- Written exercise -
From the post on discipleship below, extract everything from "When I was a" down to "table of contents.".

** START Reading passage **

There have been a lot of great discussions around here about the GCR and a lot of good things written. A lot of my experience in SBC life has shown that we are good at focusing on and developing strategies for evangelism and winning people for Christ. The GCR seems to be the latest push, alongside GPS (can we get some acronym love around here?) for bringing people into the Kingdom of God through soul-winning efforts and more church choices. I don’t think that our problem comes from not being able to share our faith when it comes to soul-winning. We have so many methods for sharing our testimony and doing evangelism that one could drown in them all. What we need to learn to do, in my humble opinion, is learn how to “share our faith” as a way of life, i.e. discipleship. Let me explain what I mean.
When I was a kid growing up in a smaller Baptist church in rural Arkansas, we had this thing called Discipleship Training every Sunday night. Admittedly, I didn’t really start going to it until I was 11 or 12 maybe. I honestly don’t remember for sure, but what I do remember primarily from DT was the Bible drills. For all I know, it may have been the only thing we did each week. I know this too. I can find a Bible verse faster than just about anyone. I was never quite able to piece together how this made me a better disciple, but that didn’t matter at the time. I was a kid who had made a profession of faith and been baptized, but who had not a clue what it meant to be a disciple of Jesus Christ beyond being highly proficient at looking up verses without needing to consult the table of contents.

** END Reading passage **
** START Record list **

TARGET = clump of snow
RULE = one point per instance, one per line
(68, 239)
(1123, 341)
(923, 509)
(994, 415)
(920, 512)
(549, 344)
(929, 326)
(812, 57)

** END Record list **

- Output for this exercise -
When I was a kid growing up in a smaller Baptist church in rural Arkansas, we had this thing called Discipleship Training every Sunday night. Admittedly, I didn’t really start going to it until I was 11 or 12 maybe. I honestly don’t remember for sure, but what I do remember primarily from DT was the Bible drills. For all I know, it may have been the only thing we did each week. I know this too. I can find a Bible verse faster than just about anyone. I was never quite able to piece together how this made me a better disciple, but that didn’t matter at the time. I was a kid who had made a profession of faith and been baptized, but who had not a clue what it meant to be a disciple of Jesus Christ beyond being highly proficient at looking up verses without needing to consult the table of contents.